__Stated exercise__: Report every line of the records below that contains the word "white", copying each line in full. Case counts.

__Records supplied__:

☆ ☆ ☆ ☆ ☆ ☆ ☆

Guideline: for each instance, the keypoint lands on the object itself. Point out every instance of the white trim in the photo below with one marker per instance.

☆ ☆ ☆ ☆ ☆ ☆ ☆

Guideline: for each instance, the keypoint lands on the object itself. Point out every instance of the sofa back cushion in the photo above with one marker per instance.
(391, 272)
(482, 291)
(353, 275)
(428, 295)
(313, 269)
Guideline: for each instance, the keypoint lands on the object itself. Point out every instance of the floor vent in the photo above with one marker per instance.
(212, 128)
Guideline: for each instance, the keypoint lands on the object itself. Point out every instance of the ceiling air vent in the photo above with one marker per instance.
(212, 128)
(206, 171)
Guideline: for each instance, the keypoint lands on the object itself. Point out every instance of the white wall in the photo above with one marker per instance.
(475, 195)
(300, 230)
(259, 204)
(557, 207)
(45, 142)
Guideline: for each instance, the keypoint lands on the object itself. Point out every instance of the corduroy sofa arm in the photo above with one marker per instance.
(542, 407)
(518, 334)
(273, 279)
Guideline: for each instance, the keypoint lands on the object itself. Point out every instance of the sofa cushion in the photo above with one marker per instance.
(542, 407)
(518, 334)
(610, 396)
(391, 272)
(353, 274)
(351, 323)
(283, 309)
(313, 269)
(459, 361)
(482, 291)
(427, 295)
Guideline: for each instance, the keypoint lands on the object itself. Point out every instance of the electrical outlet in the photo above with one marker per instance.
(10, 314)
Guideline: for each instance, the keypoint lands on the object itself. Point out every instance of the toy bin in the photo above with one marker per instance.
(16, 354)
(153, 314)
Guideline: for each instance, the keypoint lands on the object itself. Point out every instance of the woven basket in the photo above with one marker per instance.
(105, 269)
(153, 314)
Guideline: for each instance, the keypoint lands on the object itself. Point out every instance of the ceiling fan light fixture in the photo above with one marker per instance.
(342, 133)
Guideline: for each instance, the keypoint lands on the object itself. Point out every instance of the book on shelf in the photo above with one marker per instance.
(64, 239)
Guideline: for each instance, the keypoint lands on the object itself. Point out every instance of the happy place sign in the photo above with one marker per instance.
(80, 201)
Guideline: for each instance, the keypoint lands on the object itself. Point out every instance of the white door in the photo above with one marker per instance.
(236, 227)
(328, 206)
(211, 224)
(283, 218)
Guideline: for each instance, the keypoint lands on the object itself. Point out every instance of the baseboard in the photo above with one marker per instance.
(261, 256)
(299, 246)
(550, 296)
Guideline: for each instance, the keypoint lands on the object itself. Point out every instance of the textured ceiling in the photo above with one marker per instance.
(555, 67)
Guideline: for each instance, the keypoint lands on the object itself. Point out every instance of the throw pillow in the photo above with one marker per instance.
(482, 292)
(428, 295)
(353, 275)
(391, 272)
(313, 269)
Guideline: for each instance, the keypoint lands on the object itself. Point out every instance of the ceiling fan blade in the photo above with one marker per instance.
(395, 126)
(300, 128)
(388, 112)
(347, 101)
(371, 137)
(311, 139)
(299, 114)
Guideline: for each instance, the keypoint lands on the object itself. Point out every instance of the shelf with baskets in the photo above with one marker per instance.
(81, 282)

☆ ☆ ☆ ☆ ☆ ☆ ☆

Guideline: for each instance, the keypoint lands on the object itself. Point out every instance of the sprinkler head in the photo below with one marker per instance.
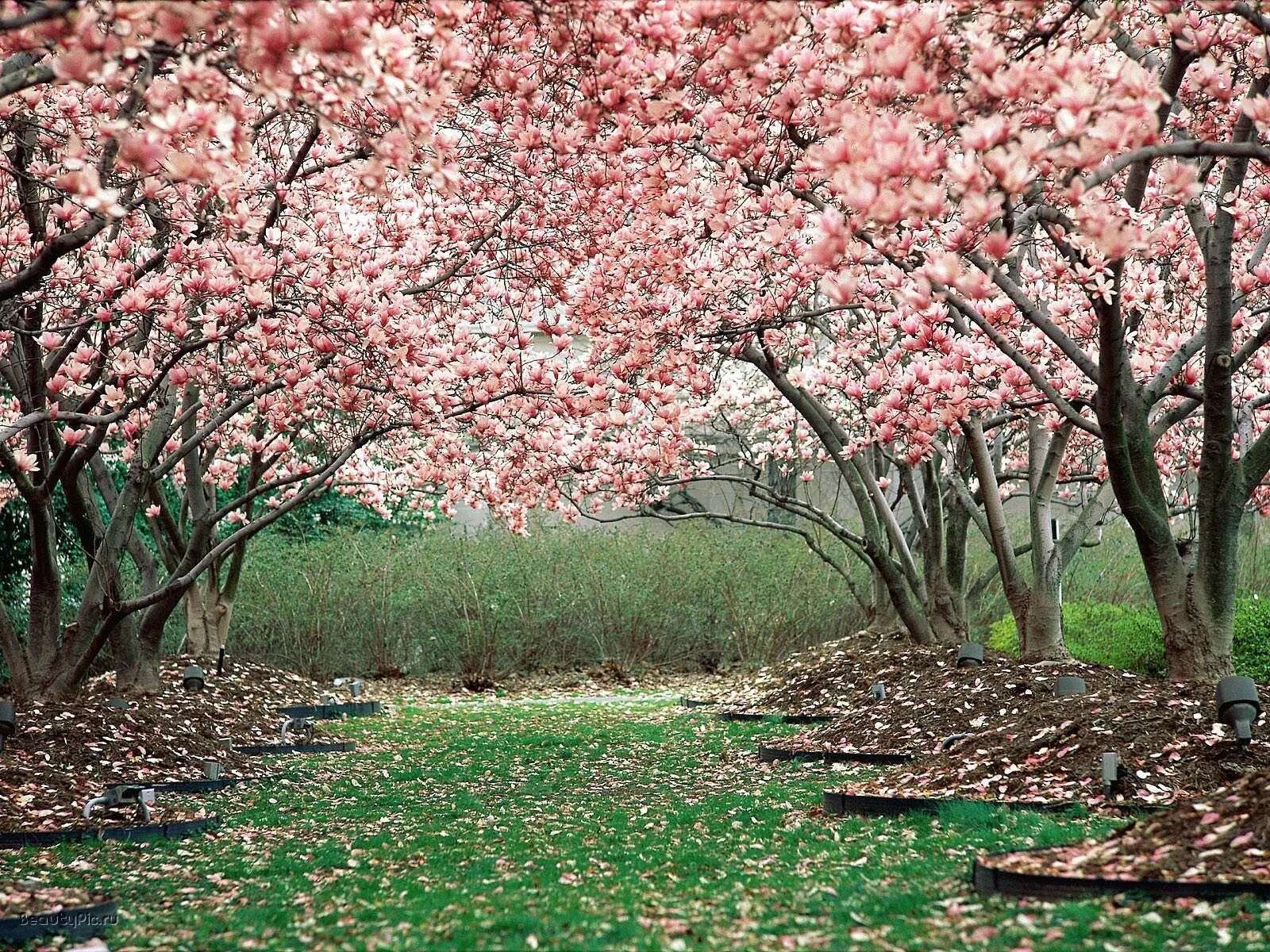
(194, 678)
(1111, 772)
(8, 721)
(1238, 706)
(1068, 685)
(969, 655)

☆ ☆ ☆ ☆ ☆ ☆ ☆

__Full solution__:
Guideline: for each instance, the keypoint lands on the object itself. Point out every instance of the white trim in the photo below with one marker per instance.
Guideline: for each instance, the keypoint lands on the object itself. Point out every instance of the white wall in the photo above with one marker per instance.
Guideline: for each instance, the keypoint lands on the object itself. Point out every instance of the white door in the photo above with one marker per instance.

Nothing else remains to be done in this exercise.